▸ What is expected
Set out every line of the listing below as a Markdown table with the columns "No." and "Entry". Number the rows in order and skip blank lines.

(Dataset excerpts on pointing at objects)
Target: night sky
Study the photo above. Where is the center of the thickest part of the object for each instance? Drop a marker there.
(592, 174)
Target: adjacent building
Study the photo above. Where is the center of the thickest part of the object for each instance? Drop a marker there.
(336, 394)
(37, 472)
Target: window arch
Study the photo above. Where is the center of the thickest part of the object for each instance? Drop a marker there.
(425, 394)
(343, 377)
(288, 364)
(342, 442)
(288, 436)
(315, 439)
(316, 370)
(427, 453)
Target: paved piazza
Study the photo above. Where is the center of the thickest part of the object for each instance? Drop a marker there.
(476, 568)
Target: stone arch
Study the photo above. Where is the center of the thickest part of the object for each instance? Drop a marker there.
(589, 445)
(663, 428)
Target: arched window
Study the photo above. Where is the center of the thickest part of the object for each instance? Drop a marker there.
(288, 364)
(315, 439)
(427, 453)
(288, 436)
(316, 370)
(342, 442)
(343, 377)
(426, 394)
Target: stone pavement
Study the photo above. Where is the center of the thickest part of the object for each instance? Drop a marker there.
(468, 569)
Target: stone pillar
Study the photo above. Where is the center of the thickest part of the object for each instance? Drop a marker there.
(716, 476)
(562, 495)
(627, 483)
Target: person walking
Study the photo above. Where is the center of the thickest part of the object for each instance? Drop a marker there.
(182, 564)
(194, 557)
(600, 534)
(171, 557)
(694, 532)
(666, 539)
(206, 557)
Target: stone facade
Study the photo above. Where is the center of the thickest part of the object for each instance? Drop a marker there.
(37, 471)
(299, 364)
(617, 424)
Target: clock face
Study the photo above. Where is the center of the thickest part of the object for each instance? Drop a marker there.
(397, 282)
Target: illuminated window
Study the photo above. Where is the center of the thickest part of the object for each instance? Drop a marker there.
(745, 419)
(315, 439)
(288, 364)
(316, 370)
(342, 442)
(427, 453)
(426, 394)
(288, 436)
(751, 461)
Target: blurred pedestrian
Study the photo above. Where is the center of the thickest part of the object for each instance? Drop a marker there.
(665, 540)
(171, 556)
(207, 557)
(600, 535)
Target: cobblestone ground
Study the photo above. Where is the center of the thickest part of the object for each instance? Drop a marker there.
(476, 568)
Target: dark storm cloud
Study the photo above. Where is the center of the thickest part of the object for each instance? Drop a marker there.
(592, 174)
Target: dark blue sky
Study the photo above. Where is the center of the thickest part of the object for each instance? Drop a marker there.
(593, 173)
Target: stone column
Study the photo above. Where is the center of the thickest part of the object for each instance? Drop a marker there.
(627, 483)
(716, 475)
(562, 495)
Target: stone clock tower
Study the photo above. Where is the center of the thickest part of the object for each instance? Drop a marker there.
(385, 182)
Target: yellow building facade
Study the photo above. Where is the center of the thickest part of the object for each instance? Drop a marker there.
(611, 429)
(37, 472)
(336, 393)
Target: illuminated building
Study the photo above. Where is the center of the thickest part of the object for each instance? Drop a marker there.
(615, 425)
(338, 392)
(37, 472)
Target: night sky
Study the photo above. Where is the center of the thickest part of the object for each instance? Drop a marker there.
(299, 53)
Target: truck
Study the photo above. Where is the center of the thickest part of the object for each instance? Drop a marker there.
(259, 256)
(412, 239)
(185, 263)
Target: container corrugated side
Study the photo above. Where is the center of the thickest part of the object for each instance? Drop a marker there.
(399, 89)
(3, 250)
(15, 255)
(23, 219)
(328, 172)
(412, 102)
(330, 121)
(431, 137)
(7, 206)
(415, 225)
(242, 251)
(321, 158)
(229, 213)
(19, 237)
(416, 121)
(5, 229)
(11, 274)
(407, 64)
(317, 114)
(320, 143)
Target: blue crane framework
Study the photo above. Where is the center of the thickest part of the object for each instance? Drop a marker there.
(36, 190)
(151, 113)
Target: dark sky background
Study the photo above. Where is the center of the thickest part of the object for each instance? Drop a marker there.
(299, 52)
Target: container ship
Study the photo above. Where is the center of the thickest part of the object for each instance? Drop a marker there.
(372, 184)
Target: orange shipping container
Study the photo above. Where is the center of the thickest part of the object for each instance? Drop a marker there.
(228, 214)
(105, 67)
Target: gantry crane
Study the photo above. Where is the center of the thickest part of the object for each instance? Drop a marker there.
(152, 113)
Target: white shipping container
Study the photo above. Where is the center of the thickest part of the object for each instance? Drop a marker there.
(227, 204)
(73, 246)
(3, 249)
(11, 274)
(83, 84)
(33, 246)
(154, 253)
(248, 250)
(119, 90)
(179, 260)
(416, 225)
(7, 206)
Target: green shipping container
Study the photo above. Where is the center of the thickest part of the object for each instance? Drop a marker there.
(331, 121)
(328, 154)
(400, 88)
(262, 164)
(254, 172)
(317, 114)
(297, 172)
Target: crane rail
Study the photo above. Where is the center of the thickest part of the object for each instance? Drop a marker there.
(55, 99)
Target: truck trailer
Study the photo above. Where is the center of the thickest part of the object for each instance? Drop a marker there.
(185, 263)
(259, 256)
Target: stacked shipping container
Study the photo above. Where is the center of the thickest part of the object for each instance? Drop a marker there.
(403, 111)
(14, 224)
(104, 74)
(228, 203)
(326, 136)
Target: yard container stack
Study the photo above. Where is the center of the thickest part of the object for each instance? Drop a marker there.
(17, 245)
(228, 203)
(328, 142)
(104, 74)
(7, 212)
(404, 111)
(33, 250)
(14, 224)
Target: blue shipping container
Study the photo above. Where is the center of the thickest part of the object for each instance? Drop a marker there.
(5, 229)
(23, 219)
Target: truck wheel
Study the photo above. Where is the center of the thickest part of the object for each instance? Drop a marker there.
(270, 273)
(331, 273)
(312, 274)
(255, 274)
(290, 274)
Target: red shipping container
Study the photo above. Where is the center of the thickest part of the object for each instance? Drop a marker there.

▸ Problem solution
| No. | Entry |
|---|---|
| 1 | Target: night sky |
| 2 | Study the photo above. Where is the center of the thickest part of the object for each instance? Drop a marker there. |
| 3 | (592, 174) |
| 4 | Target: adjacent building |
| 5 | Study the photo above. Where is the center of the thickest part of the object for each instance? Drop a marker there. |
| 6 | (336, 394) |
| 7 | (37, 472) |
| 8 | Target: window arch |
| 9 | Study the photo above. Where is the center of the thickest part of the object for each instance? Drop a marker there. |
| 10 | (425, 394) |
| 11 | (343, 377) |
| 12 | (288, 364) |
| 13 | (342, 442) |
| 14 | (288, 436) |
| 15 | (315, 439) |
| 16 | (316, 370) |
| 17 | (427, 453) |
| 18 | Target: paved piazza |
| 19 | Study the photo above. Where is the center of the thickest part of the object for each instance? Drop a marker there. |
| 20 | (476, 568) |
| 21 | Target: stone arch |
| 22 | Study the photo above. Where is the center of the thickest part of the object for each instance? Drop a marker there. |
| 23 | (589, 445) |
| 24 | (663, 428) |
| 25 | Target: arched window |
| 26 | Study the photo above. Where is the center of the thickest part of the object for each instance? Drop a marker there. |
| 27 | (288, 364) |
| 28 | (315, 439) |
| 29 | (427, 453) |
| 30 | (288, 436) |
| 31 | (316, 370) |
| 32 | (342, 442) |
| 33 | (343, 377) |
| 34 | (426, 394) |
| 35 | Target: stone pavement |
| 36 | Study the photo above. Where is the center of the thickest part of the object for each instance? Drop a marker there. |
| 37 | (468, 569) |
| 38 | Target: stone pillar |
| 39 | Study the photo above. Where is the center of the thickest part of the object for each instance? Drop a marker there. |
| 40 | (716, 476) |
| 41 | (562, 495) |
| 42 | (627, 483) |
| 43 | Target: person walking |
| 44 | Study the photo above. Where is the center of the thickest part of the object for each instance? Drop a marker there. |
| 45 | (182, 564) |
| 46 | (194, 557) |
| 47 | (600, 534) |
| 48 | (171, 557) |
| 49 | (694, 532) |
| 50 | (666, 539) |
| 51 | (206, 557) |
| 52 | Target: stone facade |
| 53 | Study the photo above. Where is the center of the thickest part of the object for each instance? Drop a marker there. |
| 54 | (37, 471) |
| 55 | (299, 364) |
| 56 | (617, 424) |
| 57 | Target: clock face |
| 58 | Study the photo above. Where is the center of the thickest part of the object for each instance? Drop a marker there. |
| 59 | (397, 282) |
| 60 | Target: illuminated window |
| 61 | Study the photo above. Where is the center of the thickest part of the object for each instance? Drop a marker there. |
| 62 | (745, 419) |
| 63 | (315, 439) |
| 64 | (288, 364) |
| 65 | (316, 370) |
| 66 | (342, 442) |
| 67 | (427, 453) |
| 68 | (426, 394) |
| 69 | (288, 436) |
| 70 | (751, 461) |
| 71 | Target: blurred pedestrian |
| 72 | Study the photo above. Where is the center of the thickest part of the object for each instance? Drop a marker there. |
| 73 | (665, 540) |
| 74 | (171, 556) |
| 75 | (207, 557) |
| 76 | (600, 535) |
| 77 | Target: cobblestone ground |
| 78 | Study the photo above. Where is the center of the thickest part of the object for each instance? Drop a marker there. |
| 79 | (476, 568) |
| 80 | Target: dark storm cloud |
| 81 | Study the photo above. Where is the center of the thickest part of the object for each instance? Drop a marker there. |
| 82 | (592, 174) |
| 83 | Target: dark blue sky |
| 84 | Study the photo above. Where is the center of the thickest part of the object for each instance? Drop a marker there. |
| 85 | (593, 173) |
| 86 | Target: stone column |
| 87 | Study the photo above. Where is the center of the thickest part of the object for each instance? Drop a marker there. |
| 88 | (627, 483) |
| 89 | (716, 475) |
| 90 | (562, 495) |
| 91 | Target: stone clock tower |
| 92 | Study the photo above. Where is the center of the thickest part of the object for each instance? Drop a marker there. |
| 93 | (385, 182) |
| 94 | Target: yellow building facade |
| 95 | Study the photo above. Where is the center of the thickest part of the object for each instance? Drop a marker there. |
| 96 | (611, 429) |
| 97 | (37, 472) |
| 98 | (336, 393) |
| 99 | Target: illuminated building |
| 100 | Study the photo above. Where is the center of the thickest part of the object for each instance? Drop a marker there. |
| 101 | (615, 425) |
| 102 | (338, 392) |
| 103 | (37, 472) |
| 104 | Target: night sky |
| 105 | Study the photo above. Where is the center of the thickest part of the object for each instance? Drop a marker there. |
| 106 | (299, 53) |
| 107 | Target: truck |
| 108 | Study the photo above. Where is the center of the thickest part of the object for each instance? Drop a marker there. |
| 109 | (259, 256) |
| 110 | (412, 239) |
| 111 | (185, 263) |
| 112 | Target: container corrugated side |
| 113 | Study the photo above. Where is the center of the thickest part of the object for each instance? Drop a marker there. |
| 114 | (399, 89) |
| 115 | (3, 250) |
| 116 | (15, 255) |
| 117 | (23, 219) |
| 118 | (328, 172) |
| 119 | (412, 102) |
| 120 | (330, 121) |
| 121 | (431, 137) |
| 122 | (7, 206) |
| 123 | (415, 225) |
| 124 | (242, 251) |
| 125 | (321, 158) |
| 126 | (229, 213) |
| 127 | (19, 237) |
| 128 | (416, 121) |
| 129 | (5, 229) |
| 130 | (11, 274) |
| 131 | (407, 64) |
| 132 | (317, 114) |
| 133 | (320, 143) |
| 134 | Target: blue crane framework |
| 135 | Study the photo above. Where is the center of the thickest part of the object for each instance? Drop a marker there. |
| 136 | (36, 190) |
| 137 | (151, 113) |
| 138 | Target: dark sky background |
| 139 | Study the photo above. Where is the center of the thickest part of the object for each instance? Drop a marker there. |
| 140 | (299, 52) |
| 141 | Target: container ship |
| 142 | Study the photo above. Where is the center of the thickest part of the object for each instance? Drop a marker there. |
| 143 | (372, 184) |
| 144 | Target: orange shipping container |
| 145 | Study the photo above. Where is the center of the thickest part of the object for each instance? Drop a marker there. |
| 146 | (228, 214) |
| 147 | (105, 67) |
| 148 | Target: gantry crane |
| 149 | Study the photo above. Where is the center of the thickest part of the object for each instance? Drop a marker there. |
| 150 | (152, 113) |
| 151 | Target: white shipping container |
| 152 | Study the photo above. Where is the center of the thickest part of the object for each instance? Drop a marker there. |
| 153 | (227, 204) |
| 154 | (73, 246) |
| 155 | (3, 249) |
| 156 | (11, 274) |
| 157 | (83, 84) |
| 158 | (33, 246) |
| 159 | (154, 253) |
| 160 | (248, 250) |
| 161 | (119, 90) |
| 162 | (179, 260) |
| 163 | (416, 225) |
| 164 | (7, 206) |
| 165 | Target: green shipping container |
| 166 | Study the photo above. Where is the center of the thickest part of the object for each instance? Drop a marker there. |
| 167 | (331, 121) |
| 168 | (328, 154) |
| 169 | (400, 88) |
| 170 | (262, 164) |
| 171 | (254, 172) |
| 172 | (317, 114) |
| 173 | (297, 172) |
| 174 | Target: crane rail |
| 175 | Study the photo above. Where is the center of the thickest part of the object for each instance? Drop a marker there. |
| 176 | (55, 99) |
| 177 | Target: truck trailer |
| 178 | Study the photo above. Where is the center of the thickest part of the object for each instance? Drop a marker there. |
| 179 | (185, 263) |
| 180 | (259, 256) |
| 181 | Target: stacked shipping container |
| 182 | Study the photo above. Where is the center of the thickest part of the object for each instance? Drop a marker there. |
| 183 | (403, 111) |
| 184 | (14, 224) |
| 185 | (104, 74) |
| 186 | (228, 203) |
| 187 | (326, 136) |
| 188 | Target: yard container stack |
| 189 | Study the photo above. Where is the center of the thickest part of the object for each instance? Drop a marker there. |
| 190 | (17, 245) |
| 191 | (228, 203) |
| 192 | (328, 142) |
| 193 | (104, 74) |
| 194 | (7, 212) |
| 195 | (404, 111) |
| 196 | (33, 250) |
| 197 | (14, 224) |
| 198 | Target: blue shipping container |
| 199 | Study the photo above. Where is the center of the thickest part of the object for each instance? Drop a marker there. |
| 200 | (5, 229) |
| 201 | (23, 219) |
| 202 | Target: truck wheel |
| 203 | Study the photo above. Where is the center of the thickest part of the object for each instance? Drop a marker there. |
| 204 | (270, 273) |
| 205 | (331, 273) |
| 206 | (312, 274) |
| 207 | (255, 274) |
| 208 | (290, 274) |
| 209 | Target: red shipping container |
| 210 | Study the photo above. Where is the center of the thickest part of the object for each instance? Drop a marker there. |